__What you have to do__:
Which lines below contain the word "denim"? Copy each one.

__Material to process__:
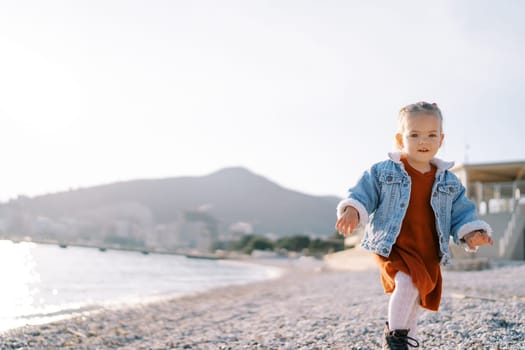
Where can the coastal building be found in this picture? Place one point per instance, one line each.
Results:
(498, 189)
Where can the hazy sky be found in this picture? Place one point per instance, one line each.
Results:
(305, 93)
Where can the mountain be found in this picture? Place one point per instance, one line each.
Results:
(228, 196)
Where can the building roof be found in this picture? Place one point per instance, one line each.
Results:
(493, 172)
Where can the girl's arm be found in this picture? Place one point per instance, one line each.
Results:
(467, 228)
(362, 201)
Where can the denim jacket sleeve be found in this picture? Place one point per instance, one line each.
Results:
(464, 218)
(364, 196)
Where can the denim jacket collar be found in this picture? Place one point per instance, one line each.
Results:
(440, 164)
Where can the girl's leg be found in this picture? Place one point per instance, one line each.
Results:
(412, 320)
(402, 302)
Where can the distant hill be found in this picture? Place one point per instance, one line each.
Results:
(230, 195)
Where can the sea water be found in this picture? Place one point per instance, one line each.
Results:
(43, 283)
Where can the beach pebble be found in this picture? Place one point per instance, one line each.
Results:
(304, 309)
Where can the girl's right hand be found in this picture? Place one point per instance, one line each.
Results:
(348, 221)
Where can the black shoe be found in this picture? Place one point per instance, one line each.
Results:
(398, 339)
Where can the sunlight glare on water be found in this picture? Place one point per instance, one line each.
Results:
(20, 281)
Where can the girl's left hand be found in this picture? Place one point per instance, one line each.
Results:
(477, 238)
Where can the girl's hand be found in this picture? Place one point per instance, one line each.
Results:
(348, 221)
(477, 238)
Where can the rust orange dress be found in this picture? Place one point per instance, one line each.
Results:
(416, 250)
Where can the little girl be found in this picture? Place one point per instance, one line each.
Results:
(412, 204)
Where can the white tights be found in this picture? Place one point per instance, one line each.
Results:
(404, 304)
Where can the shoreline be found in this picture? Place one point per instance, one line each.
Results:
(272, 271)
(302, 309)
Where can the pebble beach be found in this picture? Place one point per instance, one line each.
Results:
(311, 308)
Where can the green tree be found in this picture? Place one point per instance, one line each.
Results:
(294, 243)
(259, 243)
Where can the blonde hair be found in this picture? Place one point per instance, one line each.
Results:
(418, 108)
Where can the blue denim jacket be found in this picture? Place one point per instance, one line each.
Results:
(381, 197)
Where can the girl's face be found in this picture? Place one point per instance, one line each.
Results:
(421, 138)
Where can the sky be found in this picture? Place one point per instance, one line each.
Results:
(305, 93)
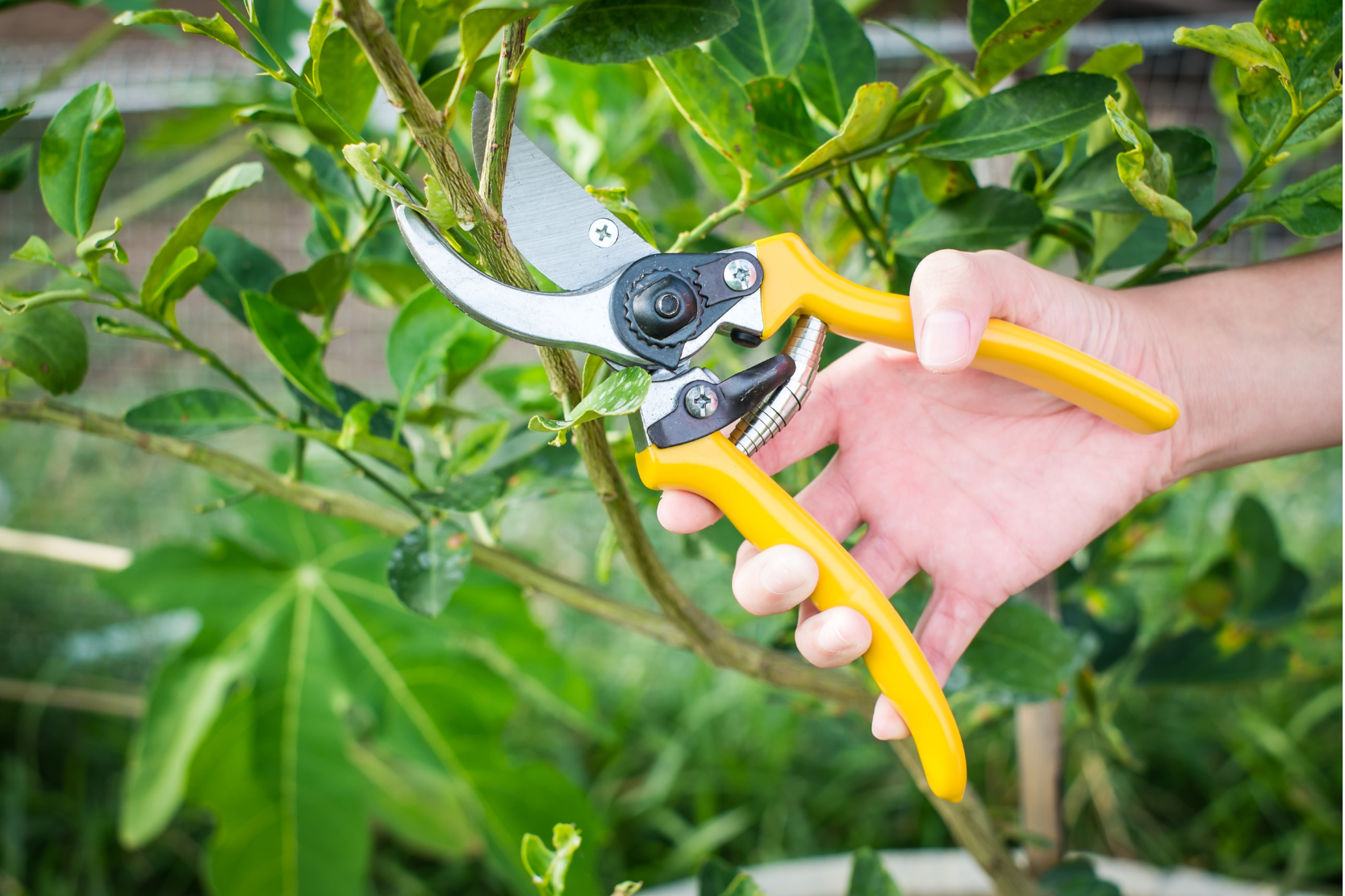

__Solution to this exercise__:
Where can the denim jacket sleeve be found in this picture? Place one point per instance, one line each.
Where can the denim jacket collar be found in this picture? Place one point per instance, one line each.
Where can the blue denim jacket be found in this picture? Place one point per instance, one line each.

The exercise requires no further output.